▶ [Aufgaben]:
1. Schreibe aus dem Textabschnitt über die Hilfe von Muslimen für Juden den Teil ab, der mit den Worten „Viele vertriebene Juden“ beginnt und mit den Worten „des Nationalsozialismus fort.“ endet.
2. Fasse den Absatz, der mit „In Albanien, Kosovo“ beginnt, aus dem Textabschnitt über die Hilfe von Muslimen für Juden als kurze Liste mit seinen wichtigsten Fakten zusammen.

Viele vertriebene Juden Spaniens gingen nach 1492 beziehungsweise zu Beginn des 17. Jahrhunderts (nach der letzten Vertreibungswelle) nicht in den Norden, sondern nach Nordafrika oder ins osmanische Reich. Diese grundsätzliche Hilfsbereitschaft von Muslimen gegenüber Europas Juden setzte sich – in einer noch viel zu wenig erforschten Episode – auch in den dunklen Jahren des Nationalsozialismus fort.

In Albanien, Kosovo und ­Nordafrika versteckten Muslime Juden oder verhalfen ihnen zur Flucht in sicherere Gebiete. Bekannt ist das Beispiel eines türkischen Konsularbeamten, der direkt bis zu seinem tödlichen Herzanfall sehr viele Einreisepapiere für griechische Juden ausstellte, damit diese vor der Vernichtung fliehen konnten. Das gleiche gilt für unzählige muslimische ­Soldaten auf Seiten der Sowjetunion, Frankreichs und Großbritanniens, die halfen Hitler-Deutschland zu besiegen. Manche von ihnen endeten als ­Kriegsgefangene in deutschen Konzentrationslagern.

▶ [Datenzeilen]:
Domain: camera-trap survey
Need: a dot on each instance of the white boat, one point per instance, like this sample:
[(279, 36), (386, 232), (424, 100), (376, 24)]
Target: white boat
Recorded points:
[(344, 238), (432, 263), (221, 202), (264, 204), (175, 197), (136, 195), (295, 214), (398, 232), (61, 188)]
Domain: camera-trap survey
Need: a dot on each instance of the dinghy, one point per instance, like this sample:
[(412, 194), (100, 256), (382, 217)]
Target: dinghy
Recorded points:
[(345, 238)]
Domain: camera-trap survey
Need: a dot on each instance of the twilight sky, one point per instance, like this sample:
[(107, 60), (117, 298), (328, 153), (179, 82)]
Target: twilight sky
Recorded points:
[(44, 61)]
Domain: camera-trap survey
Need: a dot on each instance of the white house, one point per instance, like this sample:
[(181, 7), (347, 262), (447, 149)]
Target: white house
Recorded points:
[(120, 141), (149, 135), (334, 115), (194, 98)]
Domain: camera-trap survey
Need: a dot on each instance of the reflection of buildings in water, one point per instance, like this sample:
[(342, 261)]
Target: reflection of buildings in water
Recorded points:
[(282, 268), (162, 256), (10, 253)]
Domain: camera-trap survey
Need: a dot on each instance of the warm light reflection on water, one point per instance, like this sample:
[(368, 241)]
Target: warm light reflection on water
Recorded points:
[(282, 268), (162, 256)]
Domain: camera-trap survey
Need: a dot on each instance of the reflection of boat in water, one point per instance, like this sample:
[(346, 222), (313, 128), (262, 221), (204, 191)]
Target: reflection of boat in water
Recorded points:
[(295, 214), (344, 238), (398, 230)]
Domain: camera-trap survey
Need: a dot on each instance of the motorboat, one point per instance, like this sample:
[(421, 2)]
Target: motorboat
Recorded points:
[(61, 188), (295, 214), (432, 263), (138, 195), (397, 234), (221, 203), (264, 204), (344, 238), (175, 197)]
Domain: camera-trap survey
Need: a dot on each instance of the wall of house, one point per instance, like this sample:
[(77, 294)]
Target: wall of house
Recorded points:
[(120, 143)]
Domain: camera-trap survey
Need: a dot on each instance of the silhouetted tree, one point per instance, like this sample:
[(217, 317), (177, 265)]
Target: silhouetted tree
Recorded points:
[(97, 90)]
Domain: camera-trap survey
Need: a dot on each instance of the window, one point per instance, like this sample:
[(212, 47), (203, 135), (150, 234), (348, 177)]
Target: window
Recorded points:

▶ [Lösungen]:
1.
Viele vertriebene Juden Spaniens gingen nach 1492 beziehungsweise zu Beginn des 17. Jahrhunderts (nach der letzten Vertreibungswelle) nicht in den Norden, sondern nach Nordafrika oder ins osmanische Reich. Diese grundsätzliche Hilfsbereitschaft von Muslimen gegenüber Europas Juden setzte sich – in einer noch viel zu wenig erforschten Episode – auch in den dunklen Jahren des Nationalsozialismus fort.

2.
- In Albanien, im Kosovo und in Nordafrika versteckten Muslime Juden oder halfen ihnen bei der Flucht in sicherere Gebiete.
- Ein türkischer Konsularbeamter stellte bis zu seinem tödlichen Herzanfall sehr viele Einreisepapiere für griechische Juden aus, damit sie vor der Vernichtung fliehen konnten.
- Unzählige muslimische Soldaten auf Seiten der Sowjetunion, Frankreichs und Großbritanniens halfen, Hitler-Deutschland zu besiegen.
- Manche von ihnen endeten als Kriegsgefangene in deutschen Konzentrationslagern.